> [DIRECTIONS FOR THIS TASK]: Write out the material exactly, leaving every picture behind.

> [Coordinate annotation entries]:
++++++++++
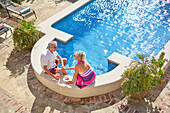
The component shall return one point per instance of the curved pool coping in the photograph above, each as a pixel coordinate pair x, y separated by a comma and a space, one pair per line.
104, 83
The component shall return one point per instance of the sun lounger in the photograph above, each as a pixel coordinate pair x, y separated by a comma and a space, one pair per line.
17, 9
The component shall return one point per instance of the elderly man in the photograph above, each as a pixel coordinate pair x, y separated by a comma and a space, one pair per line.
50, 63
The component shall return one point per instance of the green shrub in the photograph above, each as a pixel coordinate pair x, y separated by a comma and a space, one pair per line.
144, 75
25, 35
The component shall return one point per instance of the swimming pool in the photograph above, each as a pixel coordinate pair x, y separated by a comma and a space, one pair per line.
123, 26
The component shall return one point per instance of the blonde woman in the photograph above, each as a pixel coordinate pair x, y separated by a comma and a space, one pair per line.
84, 74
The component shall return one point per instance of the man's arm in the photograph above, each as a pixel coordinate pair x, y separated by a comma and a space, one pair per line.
61, 59
74, 77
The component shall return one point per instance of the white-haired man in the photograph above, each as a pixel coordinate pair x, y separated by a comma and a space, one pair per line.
50, 61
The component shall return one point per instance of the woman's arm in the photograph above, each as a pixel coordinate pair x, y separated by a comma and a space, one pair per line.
74, 77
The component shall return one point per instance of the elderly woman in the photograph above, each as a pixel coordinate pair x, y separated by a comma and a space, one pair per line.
84, 74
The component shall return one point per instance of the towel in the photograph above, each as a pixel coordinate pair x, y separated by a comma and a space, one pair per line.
85, 78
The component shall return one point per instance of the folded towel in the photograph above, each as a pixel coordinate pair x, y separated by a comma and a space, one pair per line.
25, 10
85, 78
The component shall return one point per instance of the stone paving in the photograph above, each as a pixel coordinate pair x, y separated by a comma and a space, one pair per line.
21, 92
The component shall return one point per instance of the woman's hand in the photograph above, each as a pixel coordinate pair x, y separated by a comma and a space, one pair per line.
69, 82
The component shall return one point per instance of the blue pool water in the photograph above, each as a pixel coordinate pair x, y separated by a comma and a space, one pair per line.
123, 26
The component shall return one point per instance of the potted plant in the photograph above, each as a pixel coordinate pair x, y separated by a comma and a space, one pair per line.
142, 76
25, 35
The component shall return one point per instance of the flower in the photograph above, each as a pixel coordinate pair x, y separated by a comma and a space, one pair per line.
166, 59
163, 81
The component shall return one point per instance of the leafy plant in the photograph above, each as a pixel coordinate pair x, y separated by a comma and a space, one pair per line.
142, 76
25, 35
17, 1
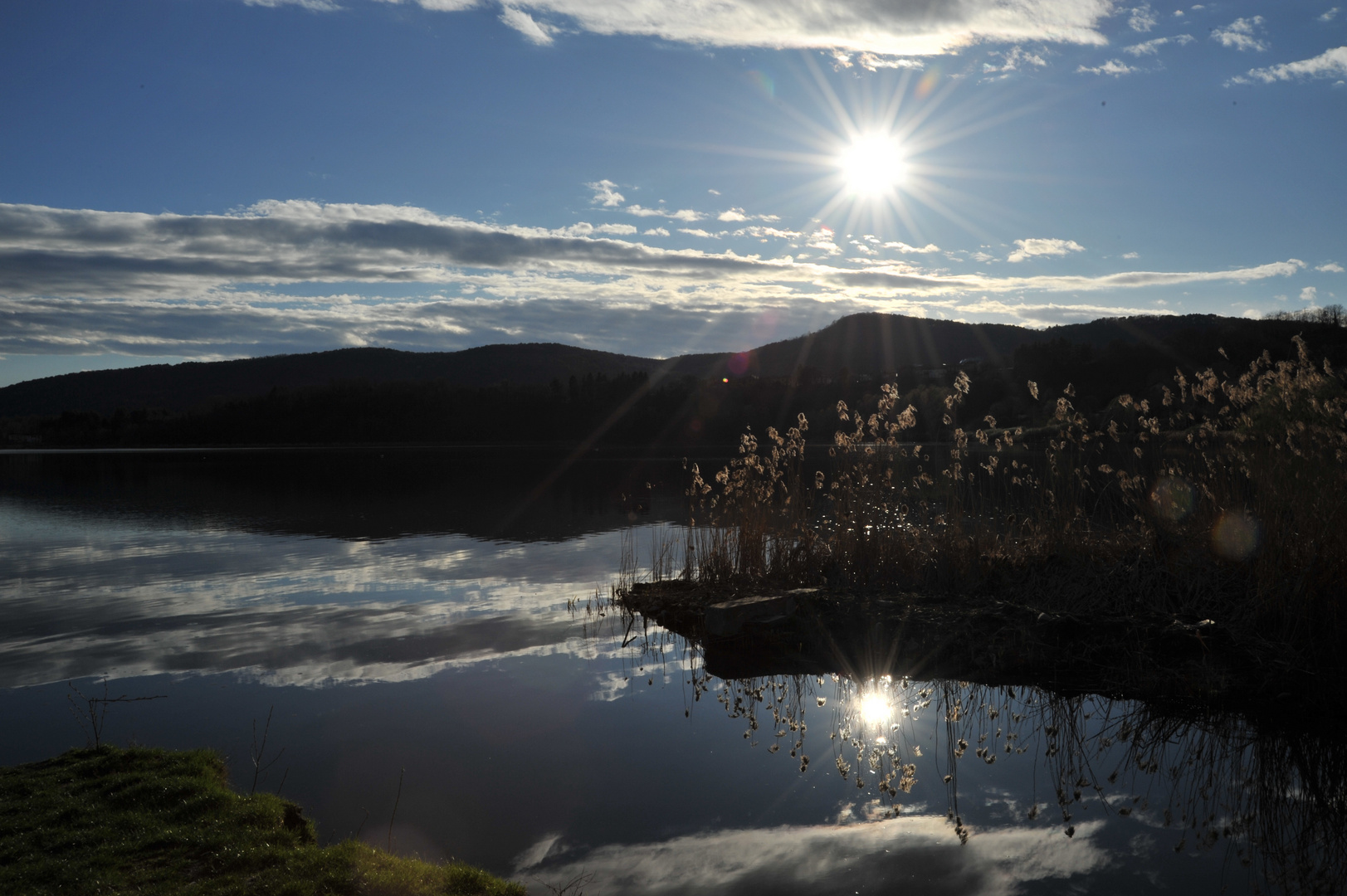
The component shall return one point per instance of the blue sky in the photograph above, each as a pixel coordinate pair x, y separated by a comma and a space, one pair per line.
217, 178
++++++++++
> [REPLY TO THE TASK]:
The component shall return one point per instance of the curved pool coping in the photograph above, each as a pixel coordinate pair x, y separated by a comma and a space, one pair per line.
104, 83
The component shall return one point per instance of the sun lounger in the photograph above, each as a pixel coordinate pair x, y separated by a comma and a space, one pair per line.
17, 9
The component shall return one point per instance of the elderly man in the photograph above, each as a pixel coordinate pair x, y separated by a comma and a space, one pair per line.
50, 63
The component shall return one point per instance of the green shrub in the photograph above, each as a pixel coordinate pair x, y separated by a comma and a space, one pair per line.
144, 75
25, 35
The component shall return one point per instance of the swimming pool in the photograph above, each as a pixel coordinate pair x, y separated by a comma and a space, one pair per line.
123, 26
The component shall return one point per instance of the blonde woman in the photograph above, each as a pixel coordinate pair x, y separated by a comma and a space, one pair per line.
84, 74
The component shall return one point per instance of the man's arm in the photograph above, each as a pixel coordinate pair x, y separated by a comma and a space, one pair per line.
61, 59
74, 77
The component shall return one point per instance of the white-haired man in the photograph above, each as a pixel coordinate pair x, y separated by a comma and a space, one pair per line.
50, 61
The component shall return one point per instance of the woman's arm in the photograph above, each as a pixel coordinate pair x, y separated by a comma and a space, one pair per line.
74, 77
The component shall return one point per instance of the elderly woman in the photograph above, each as a pixel coordinate pair x, y separated by a comma and a space, one pair per line.
84, 74
The component shall return one point per instance of the towel in the photograph above, each as a pixel coordinate pair x, y separated by a comma and a space, one pair per line.
85, 78
The component shall return one point per instance of the folded towel in the photograph above, each as a pixel coordinate pair x, y separated by a comma and a space, one pair per line.
25, 10
85, 78
The component shall return one point per instance of the stone paving in the photograph above, each as a pixel coordinate pair x, y separated by a comma and a space, one pair per line.
21, 92
The component shall return one point per instance of the woman's hand in the photograph above, each as a pixel coordinate pair x, y separated by a comma and a space, one pair per line.
69, 82
The component shall return one point per instance of the blue pool water in the photograph above, each as a pixel coordinate pair x, y separated by a comma and a space, one pair per line.
123, 26
The component shall return one point per instance of the potted plant in the photograph above, each as a pixel coordinate pair x, y separated by a comma and a space, one pair per line.
142, 76
25, 35
The component shall return one point per instance of the flower in the photograph above, each as a pixel coordinate pair x, y separated by a comma and a space, one pair per line.
166, 59
163, 81
The component shall return one point per instance of the leafy plant in the photograph above, each as a pixel coordinate pair x, y separated by a comma and a space, one pair per line.
142, 76
25, 35
17, 1
The component shall return one point per instance of the blue sky in the photograph above, each as a pixel coordinate pair x, y separated by a comma and a space, one pair per line.
217, 178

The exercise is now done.